■ **Source document**
[Start]

I'm pretty new to bowl turning as well, but I've found some pretty good success in using the tools offered for sale by Ken Ferrell ("bitshird" on here).  I got a square carbide cutter (his "woodchuck bowl pro") and a round carbide cutter ("woodchuck round 1") from him at $65 a piece.  Using those two tools you can do most (if not all) of the work turning bowls.

These tools also make straight bowl walls and deep, narrow bowls a cinch.  I recommend them to anyone and everyone who does bowls.  They just simplify the whole cutting process, allowing you to focus on creating and shaping.

But tools are a matter of preference.  These are my preference; others may feel differently.

Good luck!

Jeremy.


----------



## Robert Taylor (Apr 5, 2010)

not to bad mouth/trash Ken's tools. but they are scrapers. bowls have been turned for hundreds of years with scrapers and there is nothing wrong with that. once you learn to use a bowl gouge you will find that you are now cutting the fibers instead of scraping them off and there will be a world of difference in the finished quality of your projects. the scrapers are fine for roughing out your bowls but a bowl gouge will finish better. your opinion may vary.


----------



## Rfturner (Apr 6, 2010)

I think that the wood looks good. Just keep trying, you can carve out the broken piece to make it look like it was intentional, it is the easiest way to cover a mistake sometimes


----------



## elody21 (Apr 17, 2010)

You can still finish your bowl! Turn off the break. Just add contrasting piece of wood and continue!
For straight walled bowls I like a Bedan tool. Do I have that spelled right? Anyway it is pretty much like a wide parting tool.
Good Luck Alice


----------

[End]

■ **Information given**

[Start]

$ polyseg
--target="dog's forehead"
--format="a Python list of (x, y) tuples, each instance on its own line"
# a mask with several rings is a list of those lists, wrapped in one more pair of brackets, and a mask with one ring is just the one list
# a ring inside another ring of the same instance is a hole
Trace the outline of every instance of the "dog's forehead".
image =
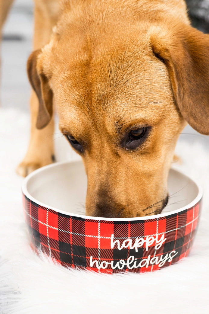
[(90, 50), (89, 46), (73, 53), (60, 46), (59, 58), (54, 54), (55, 96), (58, 113), (66, 120), (83, 125), (99, 116), (112, 125), (166, 110), (172, 94), (168, 75), (147, 42), (140, 48), (121, 43)]

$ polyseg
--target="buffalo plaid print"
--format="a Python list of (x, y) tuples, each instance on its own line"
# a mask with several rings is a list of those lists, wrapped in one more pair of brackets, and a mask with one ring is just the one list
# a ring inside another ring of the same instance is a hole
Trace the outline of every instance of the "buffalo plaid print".
[[(128, 221), (87, 219), (65, 215), (40, 206), (24, 195), (23, 203), (34, 247), (40, 248), (63, 266), (112, 273), (152, 271), (187, 256), (197, 230), (201, 201), (176, 214)], [(114, 241), (118, 241), (111, 248), (112, 234)], [(137, 250), (132, 248), (137, 238), (157, 236), (159, 239), (163, 235), (165, 241), (158, 249), (155, 241), (148, 247), (144, 243)], [(132, 240), (132, 246), (119, 249), (128, 239)], [(170, 254), (173, 258), (168, 257)], [(164, 259), (165, 261), (159, 266), (159, 261)]]

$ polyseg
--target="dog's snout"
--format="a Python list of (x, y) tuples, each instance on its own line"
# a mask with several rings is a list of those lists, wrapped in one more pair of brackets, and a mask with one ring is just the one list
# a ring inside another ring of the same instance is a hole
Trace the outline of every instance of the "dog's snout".
[(96, 203), (95, 207), (95, 215), (107, 218), (123, 217), (125, 209), (121, 205), (108, 199), (100, 200)]

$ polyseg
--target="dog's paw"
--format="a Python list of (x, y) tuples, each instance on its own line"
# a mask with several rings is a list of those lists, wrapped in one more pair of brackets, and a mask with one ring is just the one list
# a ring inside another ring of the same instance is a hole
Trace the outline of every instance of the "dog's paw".
[(180, 157), (176, 155), (174, 155), (173, 158), (173, 162), (176, 163), (180, 165), (182, 165), (182, 160)]
[(16, 172), (21, 176), (26, 177), (34, 170), (40, 168), (41, 167), (52, 164), (55, 161), (54, 155), (52, 155), (50, 159), (45, 160), (44, 161), (35, 162), (24, 160), (17, 167)]

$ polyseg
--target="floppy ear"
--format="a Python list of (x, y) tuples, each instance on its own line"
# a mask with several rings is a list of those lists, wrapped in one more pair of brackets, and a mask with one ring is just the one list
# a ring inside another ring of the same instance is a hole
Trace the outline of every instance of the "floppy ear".
[(53, 94), (48, 79), (43, 73), (38, 73), (37, 69), (37, 59), (41, 49), (34, 51), (28, 60), (28, 75), (31, 86), (39, 102), (36, 122), (37, 129), (42, 129), (48, 124), (52, 116)]
[(183, 25), (169, 38), (159, 35), (152, 37), (152, 49), (167, 67), (181, 114), (209, 135), (209, 35)]

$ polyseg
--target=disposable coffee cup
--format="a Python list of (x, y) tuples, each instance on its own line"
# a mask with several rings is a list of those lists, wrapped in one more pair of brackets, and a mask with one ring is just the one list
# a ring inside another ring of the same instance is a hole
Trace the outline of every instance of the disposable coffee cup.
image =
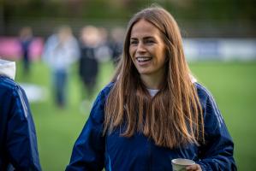
[(195, 164), (195, 162), (185, 158), (176, 158), (171, 160), (173, 171), (186, 171), (186, 168), (193, 164)]

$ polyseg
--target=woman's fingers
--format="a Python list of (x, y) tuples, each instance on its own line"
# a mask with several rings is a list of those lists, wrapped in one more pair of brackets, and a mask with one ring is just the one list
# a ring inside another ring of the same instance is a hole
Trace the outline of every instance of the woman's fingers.
[(200, 165), (193, 164), (186, 168), (187, 171), (202, 171)]

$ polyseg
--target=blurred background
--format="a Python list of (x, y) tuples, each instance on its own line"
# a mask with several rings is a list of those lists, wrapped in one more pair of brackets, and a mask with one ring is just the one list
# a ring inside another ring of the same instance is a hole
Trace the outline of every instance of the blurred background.
[(16, 62), (44, 170), (64, 170), (113, 75), (128, 20), (153, 3), (176, 19), (191, 70), (234, 139), (238, 170), (254, 168), (256, 1), (0, 0), (0, 56)]

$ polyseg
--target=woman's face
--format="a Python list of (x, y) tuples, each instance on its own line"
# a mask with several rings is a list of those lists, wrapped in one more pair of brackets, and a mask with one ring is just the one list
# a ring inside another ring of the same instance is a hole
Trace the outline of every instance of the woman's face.
[(140, 76), (160, 77), (165, 68), (165, 44), (160, 31), (140, 20), (131, 30), (129, 55)]

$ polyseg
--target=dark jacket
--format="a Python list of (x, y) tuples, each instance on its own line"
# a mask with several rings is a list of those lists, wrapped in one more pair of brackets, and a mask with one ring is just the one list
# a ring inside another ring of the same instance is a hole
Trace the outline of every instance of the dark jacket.
[(0, 75), (0, 170), (41, 170), (34, 123), (24, 90)]
[(88, 121), (74, 144), (66, 171), (102, 170), (103, 168), (107, 171), (172, 170), (174, 158), (192, 159), (204, 171), (236, 170), (233, 141), (217, 104), (205, 87), (194, 84), (204, 112), (205, 144), (164, 148), (140, 133), (131, 138), (121, 137), (119, 128), (103, 136), (104, 104), (113, 86), (110, 84), (94, 102)]

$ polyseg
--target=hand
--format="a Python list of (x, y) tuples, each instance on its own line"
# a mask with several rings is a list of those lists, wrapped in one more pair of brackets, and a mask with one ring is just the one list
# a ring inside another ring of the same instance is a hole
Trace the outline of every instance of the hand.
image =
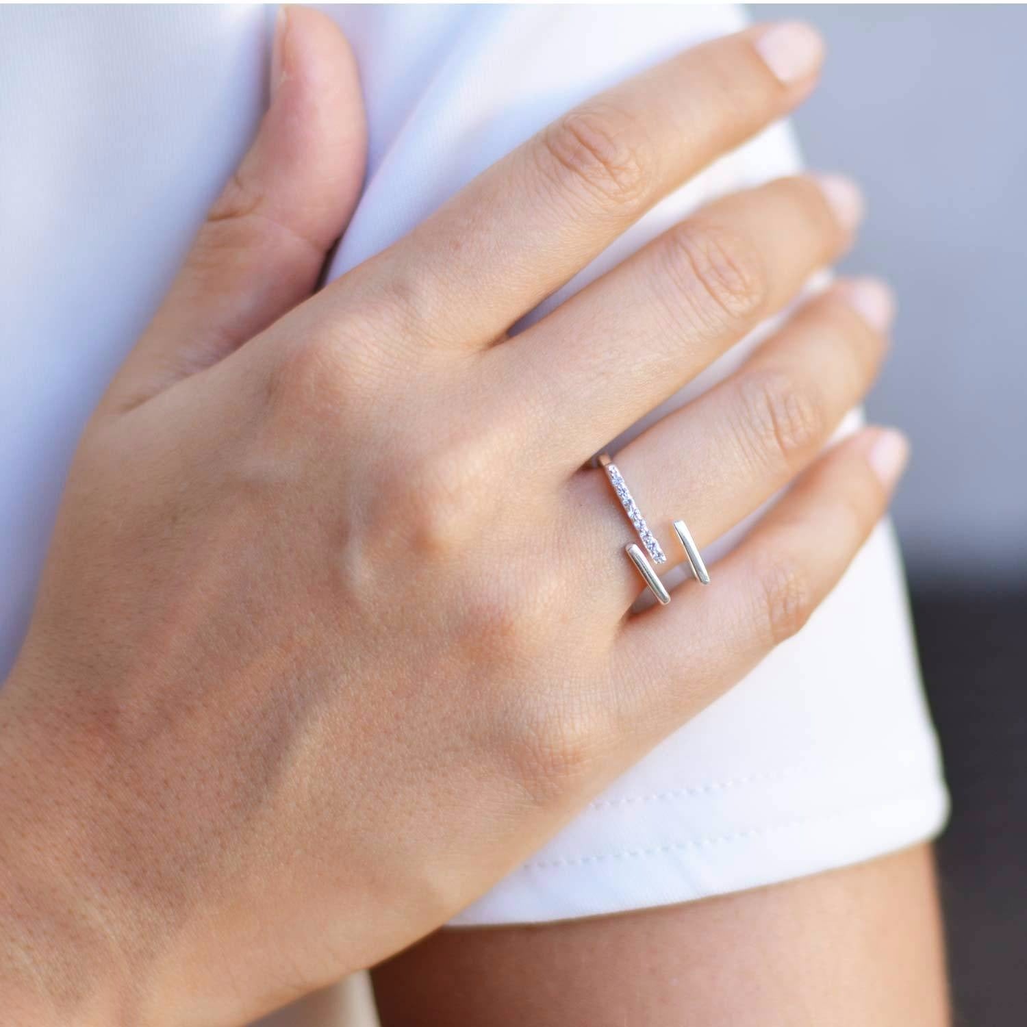
[(506, 335), (809, 91), (788, 31), (586, 103), (305, 299), (363, 129), (341, 37), (289, 15), (254, 149), (82, 439), (0, 700), (0, 981), (32, 1022), (239, 1023), (397, 951), (831, 588), (903, 457), (880, 429), (819, 455), (882, 287), (617, 454), (672, 563), (674, 518), (702, 545), (802, 472), (710, 588), (630, 616), (631, 526), (582, 464), (839, 255), (852, 187), (728, 196)]

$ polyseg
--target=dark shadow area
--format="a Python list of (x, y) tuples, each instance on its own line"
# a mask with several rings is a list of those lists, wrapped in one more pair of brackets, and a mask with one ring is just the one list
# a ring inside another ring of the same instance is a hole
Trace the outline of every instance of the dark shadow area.
[(913, 587), (952, 820), (939, 842), (958, 1027), (1027, 1023), (1027, 588)]

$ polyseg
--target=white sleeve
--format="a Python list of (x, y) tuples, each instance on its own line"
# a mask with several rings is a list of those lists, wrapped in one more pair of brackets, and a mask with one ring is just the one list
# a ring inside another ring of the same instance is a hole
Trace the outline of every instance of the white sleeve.
[[(743, 24), (735, 8), (677, 5), (353, 6), (335, 16), (360, 64), (371, 146), (333, 274), (405, 234), (576, 101)], [(698, 203), (798, 164), (788, 127), (770, 128), (660, 203), (532, 316)], [(752, 344), (653, 416), (708, 388)], [(586, 916), (768, 884), (928, 838), (946, 811), (883, 525), (798, 637), (455, 922)]]
[[(677, 5), (331, 12), (356, 50), (371, 129), (367, 188), (337, 274), (577, 100), (740, 22), (730, 7)], [(80, 5), (0, 15), (0, 676), (28, 622), (82, 424), (253, 137), (270, 14)], [(661, 203), (550, 304), (696, 203), (796, 163), (787, 129), (765, 132)], [(909, 845), (945, 812), (899, 558), (882, 527), (801, 635), (458, 922), (748, 888)]]

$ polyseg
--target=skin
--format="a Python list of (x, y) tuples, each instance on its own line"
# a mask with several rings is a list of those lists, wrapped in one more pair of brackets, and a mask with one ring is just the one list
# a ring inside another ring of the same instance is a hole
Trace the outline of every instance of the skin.
[(921, 846), (684, 906), (444, 930), (380, 966), (375, 991), (383, 1027), (940, 1027), (940, 937)]
[[(0, 693), (12, 1022), (239, 1024), (380, 962), (828, 594), (905, 455), (880, 428), (823, 452), (883, 287), (811, 301), (618, 454), (672, 563), (676, 511), (702, 545), (794, 480), (715, 587), (629, 615), (625, 522), (582, 463), (849, 244), (852, 187), (725, 197), (506, 335), (808, 93), (765, 32), (585, 104), (308, 298), (365, 134), (345, 41), (288, 15), (254, 147), (83, 434)], [(686, 446), (702, 502), (668, 472)]]

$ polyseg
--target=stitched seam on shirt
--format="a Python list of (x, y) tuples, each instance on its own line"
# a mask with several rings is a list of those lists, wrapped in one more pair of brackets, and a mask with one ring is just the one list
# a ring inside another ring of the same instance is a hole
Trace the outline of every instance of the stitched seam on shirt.
[(713, 792), (726, 792), (732, 788), (745, 785), (756, 785), (766, 781), (781, 781), (795, 773), (799, 767), (783, 767), (781, 770), (767, 770), (762, 773), (743, 774), (740, 777), (728, 777), (725, 781), (712, 781), (706, 785), (686, 785), (684, 788), (674, 788), (667, 792), (653, 792), (650, 795), (627, 795), (618, 799), (597, 799), (588, 803), (589, 809), (608, 809), (610, 806), (627, 806), (635, 802), (670, 802), (675, 799), (693, 799), (699, 795), (710, 795)]
[[(936, 790), (937, 790), (936, 781)], [(887, 809), (889, 806), (902, 805), (911, 799), (925, 795), (923, 789), (910, 792), (901, 798), (891, 798), (886, 802), (874, 802), (865, 806), (849, 806), (846, 809), (834, 810), (830, 813), (820, 813), (814, 816), (794, 817), (789, 821), (778, 821), (775, 824), (767, 824), (759, 828), (749, 828), (746, 831), (731, 831), (721, 835), (707, 835), (699, 838), (689, 838), (684, 841), (674, 842), (669, 845), (656, 845), (652, 848), (625, 848), (617, 852), (601, 852), (596, 855), (571, 857), (563, 860), (539, 860), (534, 863), (526, 863), (523, 870), (558, 870), (561, 867), (580, 867), (592, 863), (602, 863), (605, 860), (644, 860), (654, 855), (667, 855), (669, 852), (681, 852), (688, 849), (707, 848), (713, 845), (730, 844), (736, 841), (747, 841), (751, 838), (761, 838), (765, 835), (775, 834), (778, 831), (792, 831), (796, 828), (806, 827), (810, 824), (823, 824), (833, 820), (841, 820), (859, 813), (871, 812), (872, 810)]]
[[(917, 763), (925, 763), (918, 759)], [(897, 766), (903, 770), (908, 770), (912, 764), (910, 762), (900, 763)], [(694, 799), (702, 795), (712, 795), (719, 792), (727, 792), (734, 788), (744, 788), (748, 785), (759, 785), (769, 781), (783, 781), (799, 771), (806, 771), (808, 767), (791, 766), (782, 767), (778, 770), (766, 770), (760, 773), (741, 774), (737, 777), (728, 777), (724, 781), (712, 781), (705, 785), (685, 785), (682, 788), (669, 789), (665, 792), (652, 792), (646, 795), (626, 795), (616, 799), (597, 799), (588, 803), (588, 809), (609, 809), (613, 806), (629, 806), (635, 803), (645, 802), (674, 802), (679, 799)], [(930, 773), (937, 774), (937, 769), (927, 766)]]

[End]

■ **Exercise task**
In the bowl-turning thread, what price did Jeremy pay for each of the carbide cutters bought from Ken Ferrell?

■ **Answer in full**
$65 apiece.